--- 抜粋文 ---

三菱重工グループの三菱造船株式会社(以下、三菱造船)・川崎汽船株式会社(以下、川崎汽船)・一般財団法人日本海事協会はこのほど、陸上プラント用のCO2回収小型装置を実船に搭載し試験運転および計測を実施することを発表した。

「CC-Ocean(Carbon Capture on the Ocean project)」と名付けられた同プロジェクトは、洋上でのCO2回収装置利用の検証を目的とする。三菱重工グループは、川崎汽船運航の東北電力株式会社向け石炭運搬船「CORONA UTILITY」へのCO2回収小型装置の搭載工事が完了したと明らかにした。

---

[依頼 1] 抜粋文によると、CO2回収小型装置の搭載工事が完了した石炭運搬船は何という名前ですか。
これらのエントリは抜粋文の内容とは関係がありません。

--- 抜粋データ ---

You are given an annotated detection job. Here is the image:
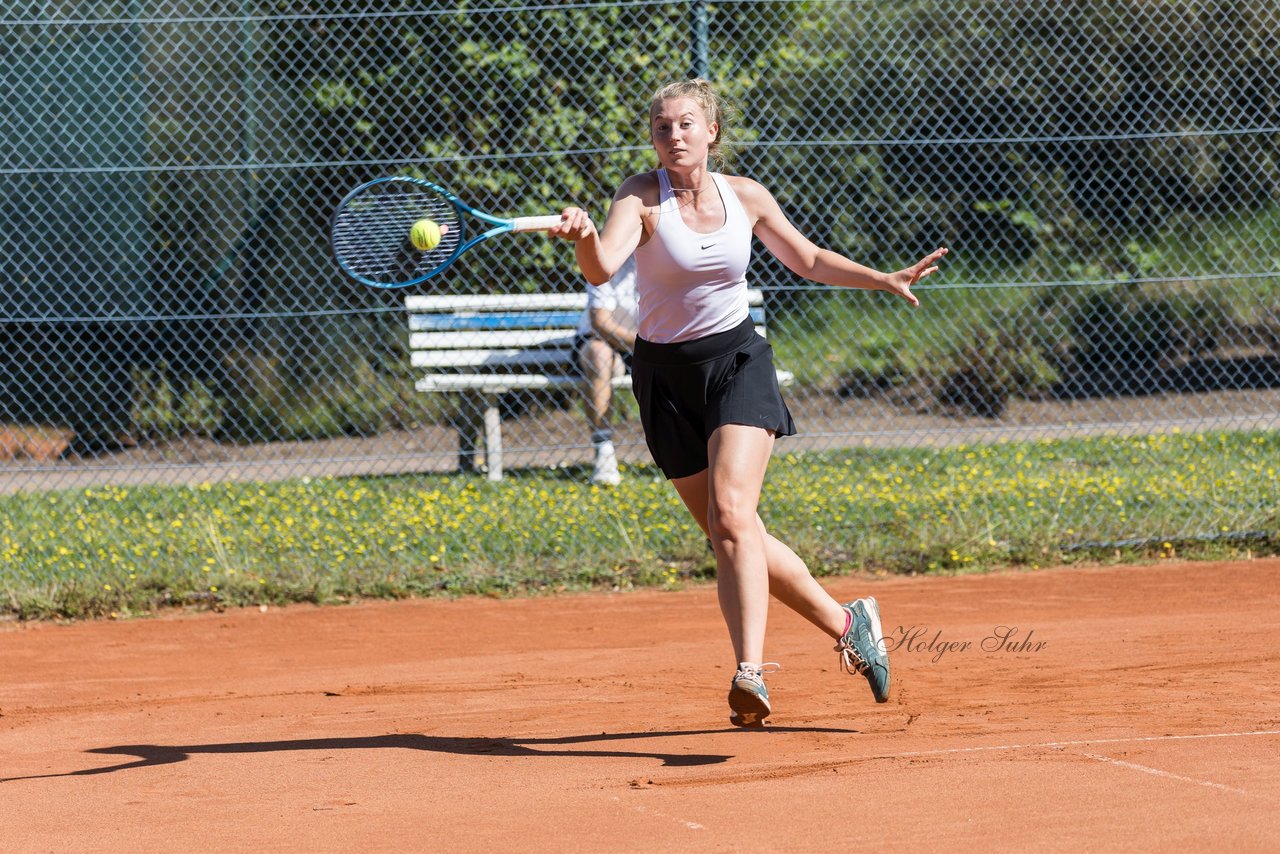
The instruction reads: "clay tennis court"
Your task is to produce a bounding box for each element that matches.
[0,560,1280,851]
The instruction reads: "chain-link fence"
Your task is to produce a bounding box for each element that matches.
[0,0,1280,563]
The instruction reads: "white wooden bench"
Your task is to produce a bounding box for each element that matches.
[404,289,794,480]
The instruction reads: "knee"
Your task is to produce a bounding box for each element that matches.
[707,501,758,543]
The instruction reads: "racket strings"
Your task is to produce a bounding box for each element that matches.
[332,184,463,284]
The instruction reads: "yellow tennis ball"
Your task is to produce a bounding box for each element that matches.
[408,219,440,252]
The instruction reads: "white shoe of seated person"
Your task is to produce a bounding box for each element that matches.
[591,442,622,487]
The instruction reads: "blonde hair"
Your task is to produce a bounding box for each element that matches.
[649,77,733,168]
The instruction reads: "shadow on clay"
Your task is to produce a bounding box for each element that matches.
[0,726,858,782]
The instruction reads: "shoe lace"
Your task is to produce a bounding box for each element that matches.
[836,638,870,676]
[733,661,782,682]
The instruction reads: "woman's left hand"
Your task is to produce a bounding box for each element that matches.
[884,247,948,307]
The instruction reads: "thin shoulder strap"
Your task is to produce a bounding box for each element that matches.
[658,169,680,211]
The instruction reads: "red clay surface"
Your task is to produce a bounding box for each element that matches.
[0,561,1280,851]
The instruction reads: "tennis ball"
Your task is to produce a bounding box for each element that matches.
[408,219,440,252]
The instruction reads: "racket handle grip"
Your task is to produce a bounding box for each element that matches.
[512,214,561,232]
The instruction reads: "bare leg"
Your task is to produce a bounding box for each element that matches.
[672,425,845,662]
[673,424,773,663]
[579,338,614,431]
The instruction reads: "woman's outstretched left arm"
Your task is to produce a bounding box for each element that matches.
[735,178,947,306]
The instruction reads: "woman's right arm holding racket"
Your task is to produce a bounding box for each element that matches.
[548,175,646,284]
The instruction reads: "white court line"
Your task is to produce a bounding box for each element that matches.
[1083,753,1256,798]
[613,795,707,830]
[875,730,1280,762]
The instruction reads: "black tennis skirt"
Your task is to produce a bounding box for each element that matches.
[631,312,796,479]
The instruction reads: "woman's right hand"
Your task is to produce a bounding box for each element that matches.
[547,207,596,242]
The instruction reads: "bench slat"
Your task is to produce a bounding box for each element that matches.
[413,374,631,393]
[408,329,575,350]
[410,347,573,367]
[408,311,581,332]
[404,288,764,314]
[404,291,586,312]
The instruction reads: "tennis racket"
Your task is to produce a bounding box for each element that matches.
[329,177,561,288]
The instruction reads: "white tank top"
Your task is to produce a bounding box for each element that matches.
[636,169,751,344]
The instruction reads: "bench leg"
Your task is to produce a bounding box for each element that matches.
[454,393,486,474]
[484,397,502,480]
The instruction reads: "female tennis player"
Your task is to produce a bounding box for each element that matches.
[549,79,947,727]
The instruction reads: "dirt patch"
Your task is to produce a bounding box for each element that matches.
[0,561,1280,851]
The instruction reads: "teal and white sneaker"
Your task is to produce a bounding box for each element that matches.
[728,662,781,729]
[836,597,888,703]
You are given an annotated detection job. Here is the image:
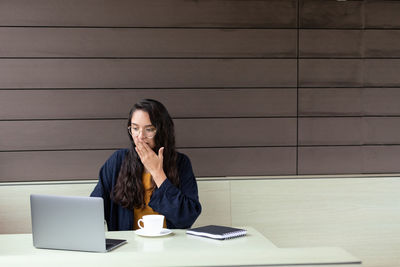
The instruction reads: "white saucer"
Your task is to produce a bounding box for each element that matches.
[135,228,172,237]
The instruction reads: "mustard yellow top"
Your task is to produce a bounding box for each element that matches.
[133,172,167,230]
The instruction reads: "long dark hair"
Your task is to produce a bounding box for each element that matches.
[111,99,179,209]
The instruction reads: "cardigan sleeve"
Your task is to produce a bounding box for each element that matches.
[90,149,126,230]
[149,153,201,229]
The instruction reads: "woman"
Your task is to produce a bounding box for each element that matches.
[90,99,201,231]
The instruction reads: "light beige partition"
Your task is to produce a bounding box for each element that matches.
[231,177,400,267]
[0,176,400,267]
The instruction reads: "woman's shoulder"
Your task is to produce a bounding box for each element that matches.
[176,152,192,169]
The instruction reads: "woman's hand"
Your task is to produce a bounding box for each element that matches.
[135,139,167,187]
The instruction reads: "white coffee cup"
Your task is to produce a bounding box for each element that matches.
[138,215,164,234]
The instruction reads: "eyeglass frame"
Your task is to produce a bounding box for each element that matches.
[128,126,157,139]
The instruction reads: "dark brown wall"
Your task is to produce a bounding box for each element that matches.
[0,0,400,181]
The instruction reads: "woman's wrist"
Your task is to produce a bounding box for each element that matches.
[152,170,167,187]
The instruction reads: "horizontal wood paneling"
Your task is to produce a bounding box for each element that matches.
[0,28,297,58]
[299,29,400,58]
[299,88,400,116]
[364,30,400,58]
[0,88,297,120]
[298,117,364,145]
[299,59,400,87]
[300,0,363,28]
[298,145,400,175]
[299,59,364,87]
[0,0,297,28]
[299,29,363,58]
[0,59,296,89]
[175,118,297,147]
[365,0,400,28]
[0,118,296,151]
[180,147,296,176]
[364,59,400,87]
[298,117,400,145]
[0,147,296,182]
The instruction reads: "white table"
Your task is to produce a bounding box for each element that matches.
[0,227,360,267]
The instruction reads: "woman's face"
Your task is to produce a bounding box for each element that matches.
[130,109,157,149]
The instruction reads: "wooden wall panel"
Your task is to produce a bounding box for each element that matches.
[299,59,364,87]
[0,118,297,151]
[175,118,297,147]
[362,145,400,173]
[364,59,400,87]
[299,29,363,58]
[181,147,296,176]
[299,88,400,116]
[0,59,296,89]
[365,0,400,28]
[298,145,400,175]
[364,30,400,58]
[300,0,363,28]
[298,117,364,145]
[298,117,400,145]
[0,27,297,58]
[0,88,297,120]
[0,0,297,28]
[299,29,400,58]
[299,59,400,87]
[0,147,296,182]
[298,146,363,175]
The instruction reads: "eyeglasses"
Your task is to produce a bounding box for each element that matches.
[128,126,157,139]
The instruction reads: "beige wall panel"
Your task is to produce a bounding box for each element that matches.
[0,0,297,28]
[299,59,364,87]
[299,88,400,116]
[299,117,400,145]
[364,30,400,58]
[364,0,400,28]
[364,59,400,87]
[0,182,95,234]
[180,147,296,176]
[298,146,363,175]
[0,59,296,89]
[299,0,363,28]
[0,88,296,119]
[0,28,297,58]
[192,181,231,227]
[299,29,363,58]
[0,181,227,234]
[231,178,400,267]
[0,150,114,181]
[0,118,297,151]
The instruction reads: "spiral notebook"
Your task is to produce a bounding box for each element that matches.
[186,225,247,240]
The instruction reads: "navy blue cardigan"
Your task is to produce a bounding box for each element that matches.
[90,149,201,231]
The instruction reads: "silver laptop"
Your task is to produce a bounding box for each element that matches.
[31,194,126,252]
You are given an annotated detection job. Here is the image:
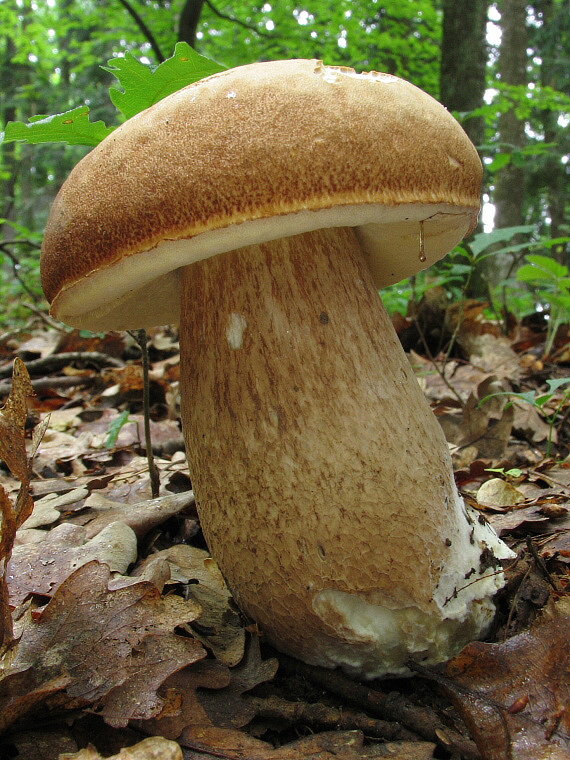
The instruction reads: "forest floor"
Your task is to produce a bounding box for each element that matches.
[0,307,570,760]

---

[依頼 2] エントリの中から、文字列「wooden」を含む行をすべて抜き出してください。大文字と小文字は区別します。

[回答文 1] 「CORONA UTILITY」です。

[回答文 2]
The instruction reads: "white wooden bench"
The instruction reads: "wooden wall panel"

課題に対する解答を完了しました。